Task prompt =
Reproduce each line of the material precisely.

Data records =
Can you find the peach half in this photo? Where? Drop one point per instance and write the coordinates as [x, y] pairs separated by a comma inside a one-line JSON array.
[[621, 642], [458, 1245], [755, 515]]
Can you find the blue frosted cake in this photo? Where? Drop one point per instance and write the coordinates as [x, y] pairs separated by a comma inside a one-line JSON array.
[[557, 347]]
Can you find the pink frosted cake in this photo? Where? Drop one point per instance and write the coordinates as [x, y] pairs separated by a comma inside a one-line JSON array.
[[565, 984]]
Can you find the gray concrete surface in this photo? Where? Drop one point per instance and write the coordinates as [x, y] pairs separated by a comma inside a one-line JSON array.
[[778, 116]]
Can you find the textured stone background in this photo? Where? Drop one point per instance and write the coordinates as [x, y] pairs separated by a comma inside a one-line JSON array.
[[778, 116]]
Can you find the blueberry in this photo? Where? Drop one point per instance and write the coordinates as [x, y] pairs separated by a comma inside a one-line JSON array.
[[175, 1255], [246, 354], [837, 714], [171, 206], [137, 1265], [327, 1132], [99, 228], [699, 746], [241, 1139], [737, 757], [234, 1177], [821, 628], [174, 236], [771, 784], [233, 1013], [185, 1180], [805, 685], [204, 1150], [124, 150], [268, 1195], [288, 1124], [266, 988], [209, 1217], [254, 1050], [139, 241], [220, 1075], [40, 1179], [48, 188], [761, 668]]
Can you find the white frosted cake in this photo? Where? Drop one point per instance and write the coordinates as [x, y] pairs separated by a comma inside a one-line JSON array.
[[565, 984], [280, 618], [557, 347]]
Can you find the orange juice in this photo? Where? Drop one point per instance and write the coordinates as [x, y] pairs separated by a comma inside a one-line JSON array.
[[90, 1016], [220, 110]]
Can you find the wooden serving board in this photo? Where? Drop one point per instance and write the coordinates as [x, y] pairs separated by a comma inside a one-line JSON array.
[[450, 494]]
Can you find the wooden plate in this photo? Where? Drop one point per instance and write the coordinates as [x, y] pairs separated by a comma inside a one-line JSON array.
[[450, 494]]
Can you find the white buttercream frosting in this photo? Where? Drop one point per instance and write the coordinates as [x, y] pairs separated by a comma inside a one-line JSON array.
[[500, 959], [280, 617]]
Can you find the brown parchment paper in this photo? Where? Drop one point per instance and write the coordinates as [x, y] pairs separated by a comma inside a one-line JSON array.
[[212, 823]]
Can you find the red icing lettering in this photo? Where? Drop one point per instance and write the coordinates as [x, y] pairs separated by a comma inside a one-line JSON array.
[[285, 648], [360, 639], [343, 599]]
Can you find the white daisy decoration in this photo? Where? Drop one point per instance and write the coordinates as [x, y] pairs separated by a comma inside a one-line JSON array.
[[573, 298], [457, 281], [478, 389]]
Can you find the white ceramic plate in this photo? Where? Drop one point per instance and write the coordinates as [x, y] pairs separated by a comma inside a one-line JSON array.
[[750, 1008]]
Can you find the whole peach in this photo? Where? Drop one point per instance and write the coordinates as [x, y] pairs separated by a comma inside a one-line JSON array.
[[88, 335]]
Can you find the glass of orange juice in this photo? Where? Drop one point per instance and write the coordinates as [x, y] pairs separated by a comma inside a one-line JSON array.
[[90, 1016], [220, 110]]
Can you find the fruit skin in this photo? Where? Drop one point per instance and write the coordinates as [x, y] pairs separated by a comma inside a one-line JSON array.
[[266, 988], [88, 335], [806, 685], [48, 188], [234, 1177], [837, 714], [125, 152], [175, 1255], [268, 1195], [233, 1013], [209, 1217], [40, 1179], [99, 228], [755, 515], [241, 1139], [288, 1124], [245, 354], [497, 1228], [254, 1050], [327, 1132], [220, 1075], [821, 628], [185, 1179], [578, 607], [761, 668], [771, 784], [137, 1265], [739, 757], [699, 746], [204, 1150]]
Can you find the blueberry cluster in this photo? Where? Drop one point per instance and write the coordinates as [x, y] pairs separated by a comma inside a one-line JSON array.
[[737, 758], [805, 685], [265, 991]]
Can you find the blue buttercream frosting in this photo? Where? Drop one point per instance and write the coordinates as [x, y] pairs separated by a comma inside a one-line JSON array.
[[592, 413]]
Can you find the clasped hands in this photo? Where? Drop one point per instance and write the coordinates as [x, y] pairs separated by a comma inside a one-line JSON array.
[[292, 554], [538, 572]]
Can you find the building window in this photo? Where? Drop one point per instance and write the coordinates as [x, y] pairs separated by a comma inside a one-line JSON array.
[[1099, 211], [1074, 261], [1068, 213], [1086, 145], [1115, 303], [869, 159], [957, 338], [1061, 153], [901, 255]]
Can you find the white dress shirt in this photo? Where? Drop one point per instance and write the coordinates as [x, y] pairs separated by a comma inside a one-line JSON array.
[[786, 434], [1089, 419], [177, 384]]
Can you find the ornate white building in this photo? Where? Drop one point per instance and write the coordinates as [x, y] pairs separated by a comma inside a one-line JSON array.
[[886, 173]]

Answer section =
Can you find the peach half in this photo? Where? Drop one point per instance and write the coordinates as [x, y] pairs separated by a comma inside a one-line JSON array.
[[621, 642], [458, 1245], [755, 515]]
Can you find the blue frosted cake in this photo? Where? Drop one point per instance and write the coordinates as [x, y] pairs separated by a comma inside a one-line JSON array.
[[557, 347]]
Can you find the pink frosted cake in this photo? Where? Drop one point per instance and write the coordinates as [x, y] pairs separated by a comma inside a one-line JSON array.
[[565, 984]]
Can you find the gray concrete surface in this photo? Where? Drop one point per instance and write the coordinates as [x, y] pairs separated by a comma inside a one-line JSON array.
[[778, 116]]
Can you find the textured stone background in this photo? Where? Drop one point per instance and write the coordinates as [x, y] pairs separated by a comma inside a one-line JSON array.
[[778, 116]]
Can you find the blueberry in this photo? Where? Drop one point per instance and write the coordinates as [x, y] pairs separated by a comma inside a one-line JSON array.
[[175, 1255], [246, 354], [837, 714], [171, 206], [137, 1265], [327, 1132], [99, 228], [699, 746], [241, 1139], [737, 757], [234, 1177], [821, 628], [174, 236], [771, 784], [233, 1013], [185, 1180], [805, 685], [204, 1150], [124, 150], [268, 1195], [288, 1124], [266, 988], [209, 1217], [254, 1050], [139, 241], [220, 1075], [40, 1179], [48, 188], [761, 668]]
Can you find the white frosted cake in this photo? Where? Drop one point per instance and write the coordinates as [x, y] pairs separated by a comma inside a one-line JSON array.
[[565, 984], [280, 618], [557, 347]]
Can you find the orange juice in this photo? Where? Drop one point per instance and write the coordinates as [x, y] pairs separated by a comma inside a one-line JSON array.
[[90, 1016], [220, 110]]
Can you find the wooden serving board in this photo? Where? Drop one point per instance and write the coordinates as [x, y] pairs separated by a comma inside a one-line JSON array.
[[450, 494]]
Can you find the wooden plate in this photo? Where? Drop one point per instance and write the coordinates as [x, y] pairs separated by a comma inside a one-line JSON array.
[[450, 494]]
Can you find the white buttercream frosting in this photo? Where? Drop one point per instance and write the coordinates as [x, y] pairs separated by a comma inside a one-line JSON array.
[[500, 959], [280, 617]]
Can you find the brown parchment paper in this photo? Where? Drop one point per instance and write the coordinates as [x, y] pairs separated by a comma inside a one-line JSON array.
[[212, 823]]
Can you find the red icing lettering in this photo? Where? Drop one point per instance and write the coordinates as [x, y] pairs separated by a comma inside a one-line JSON array.
[[285, 648], [360, 639], [343, 599]]
Can you find the white daisy decoration in this photo? Where? Drop one point per instance and write the coordinates as [x, y] pairs separated by a comma inside a one-line JSON array.
[[573, 298], [457, 281], [478, 389]]
Can you find the white ceramic plate in this photo? Where? Drop one point per instance and write the coordinates as [x, y] pairs separated by a comma inside a one-line JSON array.
[[750, 1008]]
Can you find the whole peach in this photo? Where? Drop one point per instance and write the coordinates as [x, y] pairs separated by a comma inside a one-line JSON array.
[[88, 335]]
Can you find the glass of orange juice in this photo? Where? Drop one point per instance and write the coordinates as [x, y] pairs separated by a comma inside a one-line JSON array.
[[90, 1016], [220, 110]]
Can you find the fruit skin in this photo? Where? Drop one point per instance and write the coordinates as [x, y] pairs separated by a comma inside a one-line JSON array.
[[266, 988], [88, 335], [806, 685], [48, 188], [234, 1177], [837, 714], [125, 152], [175, 1255], [268, 1195], [233, 1013], [209, 1217], [40, 1179], [99, 228], [755, 515], [241, 1139], [288, 1124], [245, 354], [497, 1228], [254, 1050], [327, 1132], [220, 1075], [821, 628], [185, 1179], [578, 607], [761, 668], [771, 784], [137, 1265], [739, 757], [699, 746], [204, 1150]]
Can you find the blueberry cluster in this photo? Where? Drop one point per instance and write the coordinates as [x, y] pairs separated by a comma inside a one-line JSON array.
[[737, 758], [805, 685], [265, 991]]
Can you find the blue buttercream frosting in this photo? Where? Drop one point per instance and write the coordinates as [x, y] pairs separated by a comma inside a one-line JSON array.
[[592, 413]]
Can you find the clasped hands in this photo? Where? Drop one point per instance and write the coordinates as [x, y] pairs separated by a comma inside a one-line JSON array.
[[292, 554], [538, 572]]
Can you find the building window in this photo? Where? Drop one point per instance and write the coordinates as [x, y] pairs separated by a comma inside a one-line JSON array.
[[1099, 211], [1074, 261], [1068, 213], [1086, 145], [1115, 303], [869, 159], [957, 338], [1061, 153], [901, 255]]
Can you find the white dress shirt in this photo? Where? Drop one point per instance and write the coordinates as [x, y] pairs separated by a comma inside a one-line JSON array.
[[786, 434], [1089, 419], [177, 384]]
Can you find the ornate white building in this photo? Where? Drop one point per instance and write the coordinates as [x, y] pairs separated by a comma inside a one-line JSON array.
[[886, 173]]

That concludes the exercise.